Could the entries below be reproduced exactly, with the images removed?

Stored data entries
⁂
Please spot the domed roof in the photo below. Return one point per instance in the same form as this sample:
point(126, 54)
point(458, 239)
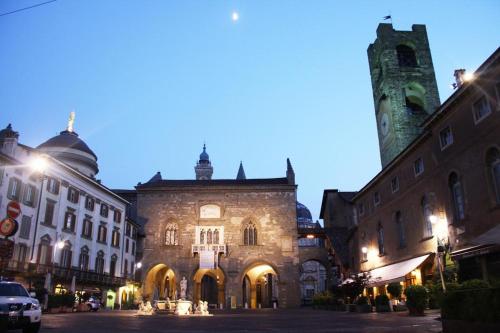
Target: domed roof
point(65, 140)
point(204, 156)
point(303, 214)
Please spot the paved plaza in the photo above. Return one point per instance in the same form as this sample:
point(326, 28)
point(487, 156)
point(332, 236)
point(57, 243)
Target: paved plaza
point(265, 320)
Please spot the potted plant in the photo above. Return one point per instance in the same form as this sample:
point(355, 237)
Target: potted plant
point(416, 300)
point(382, 303)
point(362, 305)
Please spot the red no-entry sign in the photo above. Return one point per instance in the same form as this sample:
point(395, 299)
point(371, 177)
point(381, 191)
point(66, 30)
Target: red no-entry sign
point(13, 209)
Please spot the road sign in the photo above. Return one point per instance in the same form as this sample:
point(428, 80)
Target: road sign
point(8, 227)
point(13, 209)
point(6, 248)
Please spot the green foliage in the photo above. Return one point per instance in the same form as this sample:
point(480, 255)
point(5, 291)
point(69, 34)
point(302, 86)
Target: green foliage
point(395, 289)
point(416, 298)
point(480, 304)
point(363, 300)
point(381, 300)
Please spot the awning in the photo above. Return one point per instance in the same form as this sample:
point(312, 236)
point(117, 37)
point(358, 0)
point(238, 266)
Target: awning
point(395, 272)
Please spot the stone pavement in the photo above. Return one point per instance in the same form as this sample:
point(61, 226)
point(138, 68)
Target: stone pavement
point(265, 320)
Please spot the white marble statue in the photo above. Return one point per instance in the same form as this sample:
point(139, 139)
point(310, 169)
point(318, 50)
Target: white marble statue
point(183, 287)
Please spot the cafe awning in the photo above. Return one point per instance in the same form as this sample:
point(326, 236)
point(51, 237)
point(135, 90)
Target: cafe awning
point(394, 272)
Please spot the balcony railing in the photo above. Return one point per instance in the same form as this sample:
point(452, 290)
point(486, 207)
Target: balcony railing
point(65, 273)
point(218, 248)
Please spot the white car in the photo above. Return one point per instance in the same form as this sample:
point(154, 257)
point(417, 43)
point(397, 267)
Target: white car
point(18, 309)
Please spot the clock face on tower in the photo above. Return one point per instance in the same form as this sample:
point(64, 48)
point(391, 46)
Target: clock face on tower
point(384, 124)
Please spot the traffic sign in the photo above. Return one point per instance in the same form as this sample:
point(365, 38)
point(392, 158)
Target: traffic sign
point(8, 227)
point(13, 209)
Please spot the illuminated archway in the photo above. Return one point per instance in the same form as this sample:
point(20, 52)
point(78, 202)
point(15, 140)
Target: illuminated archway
point(160, 283)
point(260, 285)
point(209, 285)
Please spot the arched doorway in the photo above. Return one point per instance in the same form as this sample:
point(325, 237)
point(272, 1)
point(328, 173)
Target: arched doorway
point(260, 286)
point(313, 279)
point(209, 286)
point(160, 283)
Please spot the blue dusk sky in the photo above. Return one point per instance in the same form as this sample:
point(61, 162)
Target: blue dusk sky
point(150, 81)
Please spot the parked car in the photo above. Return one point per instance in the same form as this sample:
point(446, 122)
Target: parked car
point(93, 304)
point(18, 308)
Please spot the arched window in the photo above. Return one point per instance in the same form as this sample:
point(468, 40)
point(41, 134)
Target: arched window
point(250, 234)
point(380, 239)
point(209, 236)
point(457, 197)
point(216, 236)
point(99, 263)
point(202, 236)
point(406, 56)
point(493, 163)
point(171, 234)
point(84, 259)
point(401, 229)
point(427, 211)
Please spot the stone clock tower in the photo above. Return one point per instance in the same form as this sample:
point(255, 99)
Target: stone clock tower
point(404, 86)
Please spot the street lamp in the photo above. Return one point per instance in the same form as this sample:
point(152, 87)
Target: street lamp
point(440, 224)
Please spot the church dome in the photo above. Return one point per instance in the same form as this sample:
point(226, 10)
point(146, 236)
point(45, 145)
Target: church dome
point(303, 214)
point(70, 149)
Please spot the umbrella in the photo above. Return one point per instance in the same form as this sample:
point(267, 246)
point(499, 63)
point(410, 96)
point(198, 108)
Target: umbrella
point(47, 284)
point(73, 285)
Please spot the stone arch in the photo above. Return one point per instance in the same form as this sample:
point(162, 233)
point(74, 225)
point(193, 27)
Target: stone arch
point(263, 278)
point(159, 282)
⁂
ANSWER SECTION:
Please spot the domed roof in the photo below. Return one point per instance in the same form as this sample:
point(126, 54)
point(458, 239)
Target: domed roof
point(65, 140)
point(204, 156)
point(303, 214)
Please spot the paved plaza in the photo above. Return one point per instance in the same form as this sample:
point(326, 28)
point(487, 156)
point(332, 236)
point(57, 243)
Target: paved plaza
point(265, 320)
Please spot the potted plant in the photo above. Return one point per instance in the same form as this sample:
point(355, 237)
Target: potted plant
point(416, 300)
point(382, 303)
point(362, 305)
Please spot the red no-entry sign in the photo above. Return one point per instance in the same form as this sample:
point(395, 299)
point(371, 177)
point(381, 191)
point(66, 30)
Target: red no-entry sign
point(13, 209)
Please spot the road sign in the photo above. Return one point per instance in the same form as this sample:
point(428, 80)
Target: road sign
point(8, 227)
point(13, 209)
point(6, 248)
Please spot the green foliage in the photo above. Return one point per instance in the same form as this sample:
point(480, 255)
point(5, 291)
point(69, 34)
point(302, 86)
Target: green foliage
point(395, 289)
point(416, 298)
point(480, 304)
point(363, 300)
point(381, 300)
Please spot the awning in the photo above. Return one point per instance in the same form as this sample:
point(312, 236)
point(117, 37)
point(358, 0)
point(238, 266)
Target: awning
point(395, 272)
Please spot the stone pavement in the photo above. Return one point per instance in the same form as this sample:
point(61, 226)
point(138, 68)
Target: stone pavement
point(265, 320)
Please spot the white marble statue in the photo above. Return one point per instance in the same form as this sample:
point(139, 139)
point(310, 169)
point(318, 50)
Target: white marble statue
point(183, 287)
Please spot the cafe awning in the photo above. Return one point per instance in the same form as this sample:
point(326, 236)
point(51, 237)
point(135, 90)
Target: cafe awning
point(394, 272)
Please spot the balcony railing in the photo above. Return one point per instance in the same form as this sample:
point(452, 290)
point(486, 207)
Target: balcony railing
point(65, 273)
point(218, 248)
Please spot the white car in the photo above. Return one point per instance in the same form as this sample:
point(154, 257)
point(417, 43)
point(397, 267)
Target: white car
point(18, 309)
Please spot the clock face on tower in the photo above. Return one point per instance in the same form as this sample:
point(64, 48)
point(391, 46)
Target: clock face on tower
point(384, 124)
Please spot the traffic sign in the photo above. Return one point per instance in the same form as this sample:
point(365, 38)
point(392, 158)
Target: traffic sign
point(8, 227)
point(13, 209)
Please spot the illuminated archway in the photo above. Return one point per instance in the same form as this sample:
point(20, 52)
point(78, 202)
point(15, 140)
Target: illuminated archway
point(160, 283)
point(260, 285)
point(209, 285)
Please spot the arched doorway in the photo above. Return one point per instance in the same form as this sample:
point(325, 237)
point(272, 1)
point(328, 173)
Target: arched doorway
point(260, 286)
point(313, 279)
point(209, 286)
point(160, 283)
Please spot the blue dusk sky in the photo above. Return one point per instance in the same form as this sample:
point(61, 162)
Target: blue dusk sky
point(150, 81)
Please spot the parked car in the photo above. Return one point per instance in the same form as this sample:
point(446, 122)
Target: parked car
point(93, 304)
point(18, 308)
Please spot the arched window in the photo above. Return one point per instance in the same form as this sample:
point(468, 40)
point(41, 134)
Target: arched window
point(250, 234)
point(380, 239)
point(209, 236)
point(457, 197)
point(216, 236)
point(99, 263)
point(202, 236)
point(406, 56)
point(493, 163)
point(171, 234)
point(84, 259)
point(401, 229)
point(427, 211)
Please spot the stone clock tower in the photo above. Return one point per instance in the same form as this sample:
point(255, 99)
Target: stone clock tower
point(404, 86)
Please spot the street lamp in the photo above. Return one point per instance in the same form as this sample:
point(152, 87)
Target: street lamp
point(440, 224)
Please spot the church dome in the photo above. Return one point per instance in the same form as this sample:
point(226, 10)
point(146, 236)
point(45, 145)
Target: church dome
point(303, 214)
point(70, 149)
Please spot the umbrella in the photo above. Return one point per instance in the same form as this sample:
point(267, 246)
point(499, 63)
point(410, 96)
point(198, 108)
Target: umbrella
point(47, 284)
point(73, 285)
Please spot the stone arch in the photo above. Return one point per instance in the same form as this sample:
point(162, 233)
point(74, 225)
point(193, 27)
Target: stone arch
point(263, 278)
point(159, 282)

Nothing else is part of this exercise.